Material supplied:
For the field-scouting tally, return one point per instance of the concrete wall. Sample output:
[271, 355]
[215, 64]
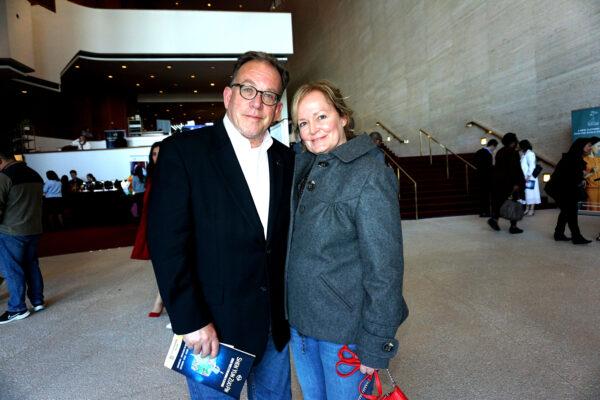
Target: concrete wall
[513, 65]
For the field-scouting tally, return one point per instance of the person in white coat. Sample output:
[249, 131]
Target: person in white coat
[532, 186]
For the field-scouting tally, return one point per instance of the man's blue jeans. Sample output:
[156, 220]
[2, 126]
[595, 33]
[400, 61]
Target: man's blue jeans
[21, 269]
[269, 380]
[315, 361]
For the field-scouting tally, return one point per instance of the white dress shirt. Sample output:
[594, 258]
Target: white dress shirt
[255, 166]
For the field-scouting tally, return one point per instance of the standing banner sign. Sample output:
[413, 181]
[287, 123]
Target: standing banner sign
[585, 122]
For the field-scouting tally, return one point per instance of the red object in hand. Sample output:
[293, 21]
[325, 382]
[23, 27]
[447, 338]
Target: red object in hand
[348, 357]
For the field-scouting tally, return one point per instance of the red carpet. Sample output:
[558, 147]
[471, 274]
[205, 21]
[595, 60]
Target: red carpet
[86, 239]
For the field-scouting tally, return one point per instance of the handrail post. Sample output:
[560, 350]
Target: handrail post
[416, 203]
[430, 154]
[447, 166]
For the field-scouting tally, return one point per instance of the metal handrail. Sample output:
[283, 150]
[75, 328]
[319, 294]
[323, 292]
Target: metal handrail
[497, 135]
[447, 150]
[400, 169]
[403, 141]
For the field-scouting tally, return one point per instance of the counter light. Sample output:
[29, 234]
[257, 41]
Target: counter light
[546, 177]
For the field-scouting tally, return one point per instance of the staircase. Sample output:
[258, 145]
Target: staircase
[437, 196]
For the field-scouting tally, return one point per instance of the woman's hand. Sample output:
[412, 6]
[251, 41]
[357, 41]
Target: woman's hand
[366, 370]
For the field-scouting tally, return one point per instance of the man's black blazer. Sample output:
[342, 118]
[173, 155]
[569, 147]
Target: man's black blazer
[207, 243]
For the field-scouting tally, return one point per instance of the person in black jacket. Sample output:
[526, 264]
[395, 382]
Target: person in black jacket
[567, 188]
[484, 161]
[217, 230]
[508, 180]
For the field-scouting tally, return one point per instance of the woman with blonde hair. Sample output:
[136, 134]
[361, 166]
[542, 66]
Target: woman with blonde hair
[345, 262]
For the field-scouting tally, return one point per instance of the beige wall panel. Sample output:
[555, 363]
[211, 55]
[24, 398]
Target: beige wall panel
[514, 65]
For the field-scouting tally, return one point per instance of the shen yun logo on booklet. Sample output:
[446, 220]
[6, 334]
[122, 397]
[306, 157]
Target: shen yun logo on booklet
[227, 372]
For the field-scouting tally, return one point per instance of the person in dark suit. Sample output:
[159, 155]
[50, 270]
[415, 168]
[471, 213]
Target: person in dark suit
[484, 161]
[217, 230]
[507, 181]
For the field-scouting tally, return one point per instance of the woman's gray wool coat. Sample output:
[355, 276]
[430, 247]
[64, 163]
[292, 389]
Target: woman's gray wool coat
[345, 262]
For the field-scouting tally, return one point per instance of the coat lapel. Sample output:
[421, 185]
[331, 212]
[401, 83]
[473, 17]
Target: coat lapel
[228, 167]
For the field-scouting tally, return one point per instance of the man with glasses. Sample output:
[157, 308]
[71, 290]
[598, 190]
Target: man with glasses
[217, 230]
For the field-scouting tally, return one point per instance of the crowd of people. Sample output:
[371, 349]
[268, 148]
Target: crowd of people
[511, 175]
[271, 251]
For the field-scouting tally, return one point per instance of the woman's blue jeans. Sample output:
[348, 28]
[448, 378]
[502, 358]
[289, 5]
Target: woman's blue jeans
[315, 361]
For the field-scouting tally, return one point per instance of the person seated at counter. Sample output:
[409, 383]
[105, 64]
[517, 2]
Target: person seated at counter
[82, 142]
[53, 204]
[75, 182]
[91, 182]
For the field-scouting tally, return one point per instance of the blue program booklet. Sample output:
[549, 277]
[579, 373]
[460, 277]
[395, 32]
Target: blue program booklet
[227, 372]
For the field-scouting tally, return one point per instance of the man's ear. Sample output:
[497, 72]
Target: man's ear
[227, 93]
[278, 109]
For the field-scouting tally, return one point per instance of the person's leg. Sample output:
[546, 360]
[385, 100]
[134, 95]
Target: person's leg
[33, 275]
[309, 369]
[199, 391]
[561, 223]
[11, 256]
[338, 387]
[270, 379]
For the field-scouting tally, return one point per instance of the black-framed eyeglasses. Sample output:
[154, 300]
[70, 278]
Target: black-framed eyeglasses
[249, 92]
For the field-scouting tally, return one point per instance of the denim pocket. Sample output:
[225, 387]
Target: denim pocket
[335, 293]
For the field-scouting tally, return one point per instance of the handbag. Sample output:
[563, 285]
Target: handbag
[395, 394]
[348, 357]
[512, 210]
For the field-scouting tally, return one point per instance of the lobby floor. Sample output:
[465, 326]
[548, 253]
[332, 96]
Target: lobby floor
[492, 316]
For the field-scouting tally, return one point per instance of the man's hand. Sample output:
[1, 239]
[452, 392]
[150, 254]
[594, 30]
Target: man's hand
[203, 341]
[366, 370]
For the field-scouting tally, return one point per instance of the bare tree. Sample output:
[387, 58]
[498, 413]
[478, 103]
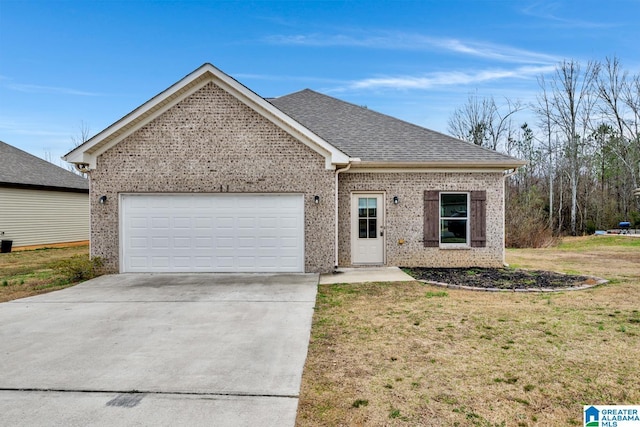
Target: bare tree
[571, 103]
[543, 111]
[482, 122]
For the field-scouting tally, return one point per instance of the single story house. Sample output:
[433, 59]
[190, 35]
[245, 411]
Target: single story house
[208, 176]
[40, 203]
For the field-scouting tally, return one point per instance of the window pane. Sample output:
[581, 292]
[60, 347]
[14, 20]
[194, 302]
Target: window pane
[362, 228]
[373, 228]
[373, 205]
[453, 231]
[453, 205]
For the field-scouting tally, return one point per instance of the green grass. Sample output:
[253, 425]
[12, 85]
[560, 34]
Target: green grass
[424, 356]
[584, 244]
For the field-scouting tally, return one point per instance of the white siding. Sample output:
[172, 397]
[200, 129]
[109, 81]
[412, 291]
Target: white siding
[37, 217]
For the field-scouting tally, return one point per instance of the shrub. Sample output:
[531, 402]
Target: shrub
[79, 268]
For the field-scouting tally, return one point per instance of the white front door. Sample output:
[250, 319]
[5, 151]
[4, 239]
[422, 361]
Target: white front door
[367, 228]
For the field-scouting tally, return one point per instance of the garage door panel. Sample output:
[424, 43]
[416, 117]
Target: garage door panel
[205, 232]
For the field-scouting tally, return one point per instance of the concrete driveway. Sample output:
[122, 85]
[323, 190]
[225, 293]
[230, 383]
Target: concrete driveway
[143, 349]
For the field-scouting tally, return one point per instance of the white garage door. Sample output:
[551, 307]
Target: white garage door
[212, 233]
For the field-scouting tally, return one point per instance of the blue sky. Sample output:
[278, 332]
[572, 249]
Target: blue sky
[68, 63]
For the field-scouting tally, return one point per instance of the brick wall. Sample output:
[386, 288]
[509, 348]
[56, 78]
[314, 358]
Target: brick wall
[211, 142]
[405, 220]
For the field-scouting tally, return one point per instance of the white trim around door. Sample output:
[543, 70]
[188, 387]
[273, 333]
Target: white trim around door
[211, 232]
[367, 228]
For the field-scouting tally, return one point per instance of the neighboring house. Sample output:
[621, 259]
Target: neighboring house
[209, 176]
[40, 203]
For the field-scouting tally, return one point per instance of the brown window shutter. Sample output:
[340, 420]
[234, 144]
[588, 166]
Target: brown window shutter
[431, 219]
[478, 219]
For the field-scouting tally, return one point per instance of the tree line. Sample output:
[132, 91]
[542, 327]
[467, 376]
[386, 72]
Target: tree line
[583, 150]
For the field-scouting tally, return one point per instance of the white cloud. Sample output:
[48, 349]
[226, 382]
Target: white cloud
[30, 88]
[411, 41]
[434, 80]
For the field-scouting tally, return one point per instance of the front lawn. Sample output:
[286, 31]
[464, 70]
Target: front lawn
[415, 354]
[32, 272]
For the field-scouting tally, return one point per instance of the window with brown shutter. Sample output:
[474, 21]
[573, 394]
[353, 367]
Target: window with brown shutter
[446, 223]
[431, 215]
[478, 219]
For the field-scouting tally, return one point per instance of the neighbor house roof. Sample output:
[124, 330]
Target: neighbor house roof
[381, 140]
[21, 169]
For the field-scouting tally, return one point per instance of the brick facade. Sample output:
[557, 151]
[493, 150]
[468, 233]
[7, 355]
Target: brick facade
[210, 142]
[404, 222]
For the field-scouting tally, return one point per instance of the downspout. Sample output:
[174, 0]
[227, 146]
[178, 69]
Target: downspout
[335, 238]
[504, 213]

Your goal: Would you please repeat exactly the lines above, starting at the line with "Target: man's blue jeans" and stopping at the line with "the red carpet.", both included?

Finished exercise:
Target: man's blue jeans
[21, 269]
[269, 380]
[315, 361]
For the field-scouting tally, return one point per instance of the white dress shirt. Sample output:
[594, 258]
Target: white dress shirt
[255, 166]
For the field-scouting tally, return one point per instance of the standing banner sign. Sample output:
[413, 181]
[287, 123]
Target: standing banner sign
[585, 122]
For the field-scouting tally, return one point per instance of the red object in hand. Sample output:
[293, 21]
[325, 382]
[23, 27]
[447, 338]
Target: red object in hand
[348, 357]
For the field-scouting tally, return one point per instance of the red carpet. Sample output:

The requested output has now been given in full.